DIRECTION A
Extract from the entries every line between the one containing "Q: Put a point on each instance of the small bush" and the one containing "x=483 y=403", inclusive, reproducing them verbatim but omitting the pictures.

2.2 PL Excluded Liabilities. Section 2.1 above notwithstanding, PL
Buyer shall not be responsible for or assume any Assumed Liabilities of Armkel
(i) that are not PL Assumed Liabilities or (ii) that primarily arise or have
arisen out
3
7
of, in respect of or as the result of the ownership, operation or transfer of PL
Excluded Assets and, without limiting the generality of the foregoing, shall
expressly exclude the following (collectively, the "PL EXCLUDED LIABILITIES"):
(a) Obligations under the collective bargaining agreements and
related pension plans for Cranbury, New Jersey;
(b) Obligations under all Canadian pension plans;
(c) Obligations for post-retirement health care in the U.S.
and Canada;
(d) Change of control agreements for Xxxxxx X. Xxxxxxxx,
Xxxxxx X. Xxxxxx, Xxxxxx X. X. Huns and Xxxxxxx X. Xxxxx; and
(e) Notes payable and long-term debt in the Transferred
Subsidiaries.
ARTICLE III
CONSIDERATION FOR TRANSFER
3.1 Purchase Price. The purchase price for the (i) APD Product Lines is
$121,000,000 and (ii) the Xxxxxxx Xxx Product Line is $7,500,000 (the total of
(i) and (ii), the "PL PURCHASE PRICE").
3.2 Allocation of Purchase Price. For all purposes, including tax
purposes, the parties shall allocate the PL Purchase Price plus the PL Assumed
Liabilities consistent with the summary allocation schedule provided in Section
4.2 of the Disclosure Letter, unless otherwise required by any federal, state,
local or foreign taxing authority.
3.3 Net Working Capital Adjustment. To the extent that the net working
capital of the Product Lines Business at Closing (as defined below) is different
than the net working capital shown on the balance sheet for the Product Lines
Business at Xxxxx 00, 0000, Xxxxxx and PL Buyer shall agree on an appropriate
adjustment to the Purchase Price. In addition, PL Buyer shall indemnify Armkel
for 17.38% of the total amount of any Purchase Price Adjustment paid by Armkel
pursuant to Section 4.3 of the Asset Purchase Agreement, which percentage is
equal to the PL Purchase Price divided by the Purchase Price under the Asset
Purchase Agreement. Armkel shall pay to PL Buyer 17.38% of the total amount of
any Purchase Price Adjustment received by Armkel pursuant to Section 4.3 of the
Asset Purchase Agreement.

DIRECTION B
In the agreement excerpt, condense the paragraph beginning "3.2 Allocation of Purchase Price" into a shorter version that retains its main facts.

SUPPLIED MATERIAL
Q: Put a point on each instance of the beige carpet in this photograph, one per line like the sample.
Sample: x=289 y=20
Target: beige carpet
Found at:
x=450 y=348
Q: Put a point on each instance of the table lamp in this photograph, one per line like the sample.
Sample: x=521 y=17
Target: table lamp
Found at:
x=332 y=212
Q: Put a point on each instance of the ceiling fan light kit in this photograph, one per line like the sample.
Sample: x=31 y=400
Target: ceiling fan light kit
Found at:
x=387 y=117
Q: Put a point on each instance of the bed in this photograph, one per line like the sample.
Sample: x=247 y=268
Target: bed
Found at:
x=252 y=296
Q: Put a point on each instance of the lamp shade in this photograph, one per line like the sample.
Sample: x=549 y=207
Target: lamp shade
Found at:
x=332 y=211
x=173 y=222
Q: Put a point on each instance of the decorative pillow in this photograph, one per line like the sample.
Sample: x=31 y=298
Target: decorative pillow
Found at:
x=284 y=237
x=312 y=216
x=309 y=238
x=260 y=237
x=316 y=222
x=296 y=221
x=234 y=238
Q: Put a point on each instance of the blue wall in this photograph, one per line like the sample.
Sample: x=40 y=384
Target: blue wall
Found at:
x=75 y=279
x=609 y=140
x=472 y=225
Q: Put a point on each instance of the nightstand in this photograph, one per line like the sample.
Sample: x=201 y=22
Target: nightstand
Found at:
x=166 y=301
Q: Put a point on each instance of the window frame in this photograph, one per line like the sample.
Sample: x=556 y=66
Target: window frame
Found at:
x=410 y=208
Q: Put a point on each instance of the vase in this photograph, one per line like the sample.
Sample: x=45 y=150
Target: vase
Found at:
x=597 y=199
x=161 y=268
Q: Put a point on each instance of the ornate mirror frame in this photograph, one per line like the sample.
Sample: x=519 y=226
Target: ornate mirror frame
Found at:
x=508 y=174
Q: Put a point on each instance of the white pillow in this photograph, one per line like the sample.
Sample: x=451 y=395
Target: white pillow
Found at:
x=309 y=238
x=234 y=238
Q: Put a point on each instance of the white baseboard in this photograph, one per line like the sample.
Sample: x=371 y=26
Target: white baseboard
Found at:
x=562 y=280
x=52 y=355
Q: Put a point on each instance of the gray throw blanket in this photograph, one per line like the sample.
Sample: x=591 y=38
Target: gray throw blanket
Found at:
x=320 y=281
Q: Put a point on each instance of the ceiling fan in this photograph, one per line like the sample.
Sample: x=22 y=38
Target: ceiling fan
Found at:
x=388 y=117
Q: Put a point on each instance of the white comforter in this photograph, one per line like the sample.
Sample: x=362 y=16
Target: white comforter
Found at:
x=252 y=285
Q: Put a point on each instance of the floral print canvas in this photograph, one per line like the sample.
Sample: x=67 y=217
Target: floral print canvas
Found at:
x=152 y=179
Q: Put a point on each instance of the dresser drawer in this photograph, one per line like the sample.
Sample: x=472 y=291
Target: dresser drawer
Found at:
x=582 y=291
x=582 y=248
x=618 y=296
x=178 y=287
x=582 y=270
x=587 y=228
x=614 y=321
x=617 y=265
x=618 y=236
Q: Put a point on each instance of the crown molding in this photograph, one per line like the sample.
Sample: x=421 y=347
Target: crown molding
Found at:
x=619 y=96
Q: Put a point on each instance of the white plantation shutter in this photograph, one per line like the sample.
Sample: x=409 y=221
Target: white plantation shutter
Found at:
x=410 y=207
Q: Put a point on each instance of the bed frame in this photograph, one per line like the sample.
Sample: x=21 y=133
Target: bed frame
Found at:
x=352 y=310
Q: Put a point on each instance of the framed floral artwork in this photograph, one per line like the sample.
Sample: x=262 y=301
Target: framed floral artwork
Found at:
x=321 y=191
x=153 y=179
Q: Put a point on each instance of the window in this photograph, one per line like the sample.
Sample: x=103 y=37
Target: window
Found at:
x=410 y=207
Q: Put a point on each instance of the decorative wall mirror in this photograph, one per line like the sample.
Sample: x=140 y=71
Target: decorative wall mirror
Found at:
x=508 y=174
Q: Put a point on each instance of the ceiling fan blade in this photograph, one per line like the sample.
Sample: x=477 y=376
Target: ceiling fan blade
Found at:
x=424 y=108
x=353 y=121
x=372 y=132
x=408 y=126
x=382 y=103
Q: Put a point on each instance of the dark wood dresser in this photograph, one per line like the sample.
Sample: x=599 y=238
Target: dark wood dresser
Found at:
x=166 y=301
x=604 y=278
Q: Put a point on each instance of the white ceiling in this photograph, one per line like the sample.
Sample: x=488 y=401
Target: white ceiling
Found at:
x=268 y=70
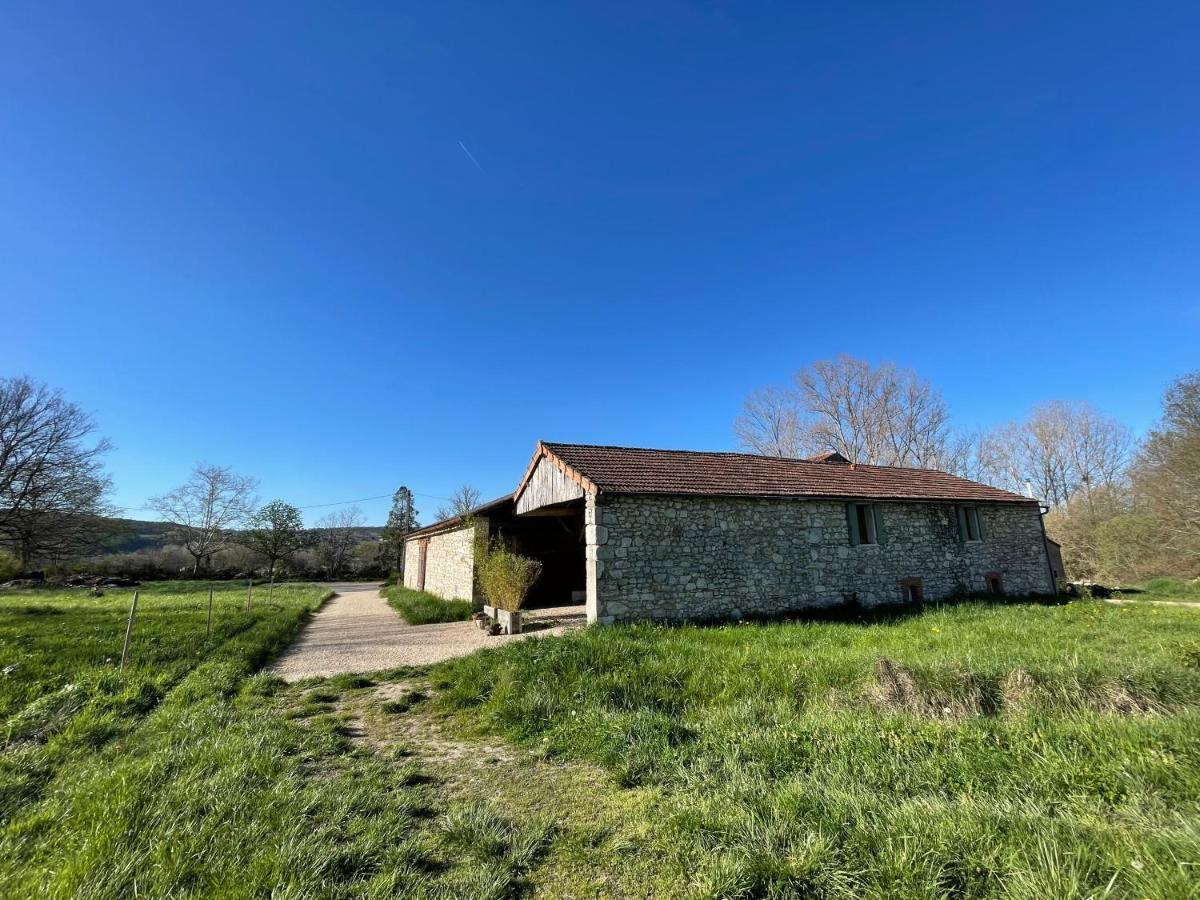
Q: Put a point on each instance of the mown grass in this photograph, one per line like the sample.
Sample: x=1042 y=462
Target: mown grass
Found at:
x=421 y=609
x=216 y=787
x=61 y=693
x=1180 y=589
x=977 y=750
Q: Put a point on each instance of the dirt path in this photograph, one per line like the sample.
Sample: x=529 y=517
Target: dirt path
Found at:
x=357 y=631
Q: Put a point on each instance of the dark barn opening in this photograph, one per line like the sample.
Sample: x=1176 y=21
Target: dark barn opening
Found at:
x=553 y=535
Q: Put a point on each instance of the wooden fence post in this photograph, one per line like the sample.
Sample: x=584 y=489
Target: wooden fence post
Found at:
x=129 y=629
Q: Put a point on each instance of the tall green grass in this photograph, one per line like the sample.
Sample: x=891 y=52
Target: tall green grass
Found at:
x=423 y=609
x=1013 y=750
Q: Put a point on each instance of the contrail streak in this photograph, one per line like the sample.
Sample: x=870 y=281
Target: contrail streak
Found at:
x=469 y=156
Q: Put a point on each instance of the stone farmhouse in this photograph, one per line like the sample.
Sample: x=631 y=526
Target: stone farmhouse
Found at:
x=641 y=534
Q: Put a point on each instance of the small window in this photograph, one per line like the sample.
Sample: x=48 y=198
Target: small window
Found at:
x=912 y=591
x=864 y=523
x=969 y=523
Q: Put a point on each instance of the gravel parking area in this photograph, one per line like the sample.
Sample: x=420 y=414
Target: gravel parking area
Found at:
x=357 y=631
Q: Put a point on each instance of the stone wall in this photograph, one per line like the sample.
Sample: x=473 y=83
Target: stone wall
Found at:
x=713 y=558
x=449 y=564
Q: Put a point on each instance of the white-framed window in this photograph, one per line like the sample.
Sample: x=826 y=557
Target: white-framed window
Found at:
x=970 y=526
x=864 y=523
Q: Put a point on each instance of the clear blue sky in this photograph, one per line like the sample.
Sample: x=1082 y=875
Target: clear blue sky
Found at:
x=252 y=237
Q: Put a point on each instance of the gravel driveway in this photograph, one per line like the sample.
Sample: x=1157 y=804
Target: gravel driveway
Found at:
x=357 y=631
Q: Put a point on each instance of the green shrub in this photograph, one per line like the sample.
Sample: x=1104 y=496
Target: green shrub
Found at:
x=505 y=577
x=421 y=609
x=10 y=565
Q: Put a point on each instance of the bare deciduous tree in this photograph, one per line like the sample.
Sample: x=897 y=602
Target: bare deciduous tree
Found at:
x=769 y=423
x=1168 y=472
x=336 y=538
x=1062 y=449
x=207 y=509
x=462 y=502
x=275 y=533
x=883 y=415
x=52 y=485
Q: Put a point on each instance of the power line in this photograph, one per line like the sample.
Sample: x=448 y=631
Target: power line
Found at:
x=313 y=505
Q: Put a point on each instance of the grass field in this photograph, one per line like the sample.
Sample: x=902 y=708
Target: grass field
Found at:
x=1019 y=750
x=1175 y=589
x=976 y=750
x=421 y=609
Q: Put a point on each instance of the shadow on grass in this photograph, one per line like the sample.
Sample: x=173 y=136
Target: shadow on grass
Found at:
x=853 y=612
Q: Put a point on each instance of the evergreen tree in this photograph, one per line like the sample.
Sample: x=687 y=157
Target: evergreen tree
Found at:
x=401 y=521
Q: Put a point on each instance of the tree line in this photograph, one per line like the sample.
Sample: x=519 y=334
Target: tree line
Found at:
x=1121 y=508
x=54 y=509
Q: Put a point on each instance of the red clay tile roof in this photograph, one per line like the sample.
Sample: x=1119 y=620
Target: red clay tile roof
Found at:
x=624 y=469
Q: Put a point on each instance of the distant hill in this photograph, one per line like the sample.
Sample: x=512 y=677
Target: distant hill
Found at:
x=127 y=535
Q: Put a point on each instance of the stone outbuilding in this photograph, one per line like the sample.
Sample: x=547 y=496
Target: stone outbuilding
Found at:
x=642 y=534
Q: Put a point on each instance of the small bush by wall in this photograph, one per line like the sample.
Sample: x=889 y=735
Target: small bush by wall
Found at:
x=421 y=609
x=505 y=577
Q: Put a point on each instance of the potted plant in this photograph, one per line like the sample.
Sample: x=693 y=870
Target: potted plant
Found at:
x=505 y=579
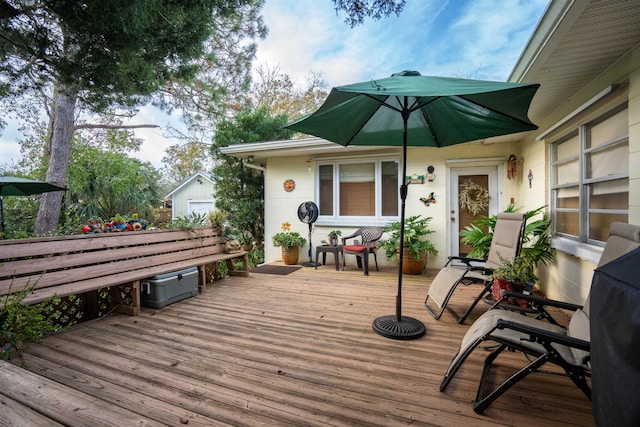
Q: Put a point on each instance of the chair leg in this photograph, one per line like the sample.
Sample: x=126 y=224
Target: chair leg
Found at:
x=456 y=364
x=365 y=261
x=483 y=403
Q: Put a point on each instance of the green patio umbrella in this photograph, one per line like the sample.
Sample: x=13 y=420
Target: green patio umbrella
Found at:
x=408 y=109
x=14 y=186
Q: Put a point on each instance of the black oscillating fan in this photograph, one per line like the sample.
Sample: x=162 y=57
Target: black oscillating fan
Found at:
x=308 y=213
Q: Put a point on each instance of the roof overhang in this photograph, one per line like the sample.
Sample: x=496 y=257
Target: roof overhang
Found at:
x=258 y=152
x=575 y=42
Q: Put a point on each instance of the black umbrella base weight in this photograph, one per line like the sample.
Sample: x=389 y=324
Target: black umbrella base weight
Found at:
x=406 y=329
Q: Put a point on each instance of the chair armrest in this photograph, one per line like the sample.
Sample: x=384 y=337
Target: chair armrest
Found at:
x=464 y=260
x=541 y=301
x=538 y=335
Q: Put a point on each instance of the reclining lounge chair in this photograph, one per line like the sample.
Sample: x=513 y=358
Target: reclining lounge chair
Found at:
x=505 y=243
x=540 y=341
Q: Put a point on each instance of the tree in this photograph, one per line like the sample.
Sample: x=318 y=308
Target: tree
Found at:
x=97 y=56
x=107 y=182
x=239 y=189
x=357 y=10
x=279 y=94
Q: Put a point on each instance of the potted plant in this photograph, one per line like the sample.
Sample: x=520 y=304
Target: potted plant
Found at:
x=514 y=275
x=290 y=242
x=536 y=242
x=246 y=240
x=20 y=323
x=333 y=237
x=416 y=245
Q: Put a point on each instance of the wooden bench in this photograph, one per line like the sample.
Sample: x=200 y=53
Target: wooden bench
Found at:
x=72 y=265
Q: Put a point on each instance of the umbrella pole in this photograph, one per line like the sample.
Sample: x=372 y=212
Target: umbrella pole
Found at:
x=397 y=327
x=2 y=210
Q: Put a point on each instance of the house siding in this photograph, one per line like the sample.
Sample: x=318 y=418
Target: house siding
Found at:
x=569 y=278
x=281 y=206
x=193 y=191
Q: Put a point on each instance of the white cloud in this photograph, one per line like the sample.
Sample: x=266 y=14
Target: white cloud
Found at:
x=463 y=38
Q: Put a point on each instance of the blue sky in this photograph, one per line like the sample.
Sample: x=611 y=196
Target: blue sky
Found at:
x=480 y=39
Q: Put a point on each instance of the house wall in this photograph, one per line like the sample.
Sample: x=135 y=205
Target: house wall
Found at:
x=192 y=191
x=281 y=206
x=569 y=278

EXPECTED ANSWER A
Q: Put a point on each instance of the small bush by wall in this photograph, one per line like the sample.
Sample: x=889 y=735
Target: small bush by wall
Found at:
x=421 y=609
x=505 y=577
Q: Put a point on each instance of the potted plant in this photograph, one per line like the sample.
Sample: x=693 y=870
Target: potted plant
Found at:
x=505 y=579
Q: Put a point on each instance of the chair leg in this photograph, one per line like the sample.
Sample: x=126 y=224
Target: chair leg
Found at:
x=456 y=364
x=365 y=261
x=483 y=403

EXPECTED ANSWER B
For all purposes, tax included, the parties must allocate the PL Purchase Price plus the PL Assumed Liabilities according to the summary allocation schedule in Section 4.2 of the Disclosure Letter, unless a federal, state, local or foreign taxing authority requires otherwise.